Source

[start]

On 28.11.2022 15:30, Matt Roper wrote:
> Starting with MTL, the driver needs to not only protect the steering
> control register from simultaneous software accesses, but also protect
> against races with hardware/firmware agents.  The hardware provides a
> dedicated locking mechanism to support this via the MTL_STEER_SEMAPHORE
> register.  Reading the register acts as a 'trylock' operation; the read
> will return 0x1 if the lock is acquired or 0x0 if something else is
> already holding the lock; once acquired, writing 0x1 to the register
> will release the lock.
> 
> We'll continue to grab the software lock as well, just so lockdep can
> track our locking; assuming the hardware lock is behaving properly,
> there should never be any contention on the software lock in this case.

[end]

Listed records
[start]

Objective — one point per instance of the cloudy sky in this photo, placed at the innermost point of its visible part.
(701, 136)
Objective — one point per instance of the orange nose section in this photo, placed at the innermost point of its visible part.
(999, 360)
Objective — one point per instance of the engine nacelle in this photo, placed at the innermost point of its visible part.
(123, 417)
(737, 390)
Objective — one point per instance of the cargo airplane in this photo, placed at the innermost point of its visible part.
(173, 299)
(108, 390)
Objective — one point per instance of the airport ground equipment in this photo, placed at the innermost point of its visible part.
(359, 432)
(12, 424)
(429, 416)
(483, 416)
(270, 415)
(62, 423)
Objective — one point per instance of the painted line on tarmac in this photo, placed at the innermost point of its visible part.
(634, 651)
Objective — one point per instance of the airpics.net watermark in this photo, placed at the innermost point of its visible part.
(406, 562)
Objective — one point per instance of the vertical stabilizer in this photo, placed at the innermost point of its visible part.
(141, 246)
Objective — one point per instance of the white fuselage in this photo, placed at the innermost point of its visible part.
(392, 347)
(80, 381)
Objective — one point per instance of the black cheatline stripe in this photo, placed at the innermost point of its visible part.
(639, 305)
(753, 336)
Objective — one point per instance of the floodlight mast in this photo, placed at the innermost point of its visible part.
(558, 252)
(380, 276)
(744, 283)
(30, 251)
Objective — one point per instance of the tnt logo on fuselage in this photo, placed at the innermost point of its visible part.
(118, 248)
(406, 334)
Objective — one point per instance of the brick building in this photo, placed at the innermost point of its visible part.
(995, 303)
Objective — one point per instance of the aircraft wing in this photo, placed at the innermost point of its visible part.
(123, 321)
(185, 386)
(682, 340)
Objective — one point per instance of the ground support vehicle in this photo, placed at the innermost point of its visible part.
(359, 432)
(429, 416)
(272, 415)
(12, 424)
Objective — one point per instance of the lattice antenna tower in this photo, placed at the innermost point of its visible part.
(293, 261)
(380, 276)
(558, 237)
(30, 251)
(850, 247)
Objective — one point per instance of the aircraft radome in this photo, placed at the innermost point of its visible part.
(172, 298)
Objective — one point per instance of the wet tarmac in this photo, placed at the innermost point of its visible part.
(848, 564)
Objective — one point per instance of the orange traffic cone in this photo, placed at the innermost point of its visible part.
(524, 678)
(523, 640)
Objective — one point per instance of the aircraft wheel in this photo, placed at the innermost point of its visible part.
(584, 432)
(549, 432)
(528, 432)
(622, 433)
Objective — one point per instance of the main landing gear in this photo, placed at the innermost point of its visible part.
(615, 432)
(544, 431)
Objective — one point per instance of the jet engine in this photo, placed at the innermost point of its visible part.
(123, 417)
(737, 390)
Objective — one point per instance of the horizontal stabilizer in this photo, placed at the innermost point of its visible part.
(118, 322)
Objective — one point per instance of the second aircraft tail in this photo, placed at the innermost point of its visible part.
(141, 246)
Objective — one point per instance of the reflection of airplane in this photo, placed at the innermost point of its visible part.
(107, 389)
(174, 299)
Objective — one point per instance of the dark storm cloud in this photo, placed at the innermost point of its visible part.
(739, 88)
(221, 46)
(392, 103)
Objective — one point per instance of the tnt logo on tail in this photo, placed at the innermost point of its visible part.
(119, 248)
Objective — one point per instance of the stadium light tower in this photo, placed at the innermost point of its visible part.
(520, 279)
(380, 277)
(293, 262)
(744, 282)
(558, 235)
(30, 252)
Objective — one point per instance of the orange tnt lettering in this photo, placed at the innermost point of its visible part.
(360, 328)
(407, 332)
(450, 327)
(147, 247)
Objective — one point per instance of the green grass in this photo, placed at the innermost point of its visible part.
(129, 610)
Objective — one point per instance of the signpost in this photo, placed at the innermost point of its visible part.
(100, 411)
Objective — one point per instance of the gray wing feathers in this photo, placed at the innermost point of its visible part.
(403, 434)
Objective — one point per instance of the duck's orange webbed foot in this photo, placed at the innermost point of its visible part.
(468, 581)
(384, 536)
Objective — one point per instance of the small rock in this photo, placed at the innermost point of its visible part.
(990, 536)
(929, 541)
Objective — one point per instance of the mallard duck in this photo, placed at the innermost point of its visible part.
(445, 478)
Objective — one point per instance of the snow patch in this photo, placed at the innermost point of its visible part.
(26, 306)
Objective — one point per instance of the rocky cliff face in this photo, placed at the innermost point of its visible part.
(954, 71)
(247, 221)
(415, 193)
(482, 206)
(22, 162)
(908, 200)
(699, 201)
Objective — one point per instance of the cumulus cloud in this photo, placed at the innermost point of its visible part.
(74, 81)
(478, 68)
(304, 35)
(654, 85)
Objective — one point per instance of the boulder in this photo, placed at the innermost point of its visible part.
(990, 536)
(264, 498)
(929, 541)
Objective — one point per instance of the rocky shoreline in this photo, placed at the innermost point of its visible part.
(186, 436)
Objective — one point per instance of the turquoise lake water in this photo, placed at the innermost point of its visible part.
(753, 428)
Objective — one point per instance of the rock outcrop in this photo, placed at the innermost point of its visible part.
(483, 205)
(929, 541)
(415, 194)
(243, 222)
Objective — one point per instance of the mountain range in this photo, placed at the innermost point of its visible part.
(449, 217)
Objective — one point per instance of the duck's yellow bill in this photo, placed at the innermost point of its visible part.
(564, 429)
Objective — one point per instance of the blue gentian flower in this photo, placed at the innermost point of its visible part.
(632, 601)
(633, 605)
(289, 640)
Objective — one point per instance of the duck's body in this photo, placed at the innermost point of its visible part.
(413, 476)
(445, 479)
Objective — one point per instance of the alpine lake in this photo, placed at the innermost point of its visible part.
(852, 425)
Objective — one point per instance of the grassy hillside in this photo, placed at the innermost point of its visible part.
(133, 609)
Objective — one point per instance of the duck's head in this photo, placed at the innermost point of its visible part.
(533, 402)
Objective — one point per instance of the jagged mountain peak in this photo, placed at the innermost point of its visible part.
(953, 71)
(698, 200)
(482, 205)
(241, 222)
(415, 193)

[end]

The request
Edit the steering-lock excerpt by writing out everything from "On 28.11.2022 15:30, Matt" down to "in this case.", with "software lock" changed to "driver-side lock". The items are separate material, unrelated to the steering-lock excerpt.

Written response
On 28.11.2022 15:30, Matt Roper wrote:
> Starting with MTL, the driver needs to not only protect the steering
> control register from simultaneous software accesses, but also protect
> against races with hardware/firmware agents.  The hardware provides a
> dedicated locking mechanism to support this via the MTL_STEER_SEMAPHORE
> register.  Reading the register acts as a 'trylock' operation; the read
> will return 0x1 if the lock is acquired or 0x0 if something else is
> already holding the lock; once acquired, writing 0x1 to the register
> will release the lock.
> 
> We'll continue to grab the driver-side lock as well, just so lockdep can
> track our locking; assuming the hardware lock is behaving properly,
> there should never be any contention on the driver-side lock in this case.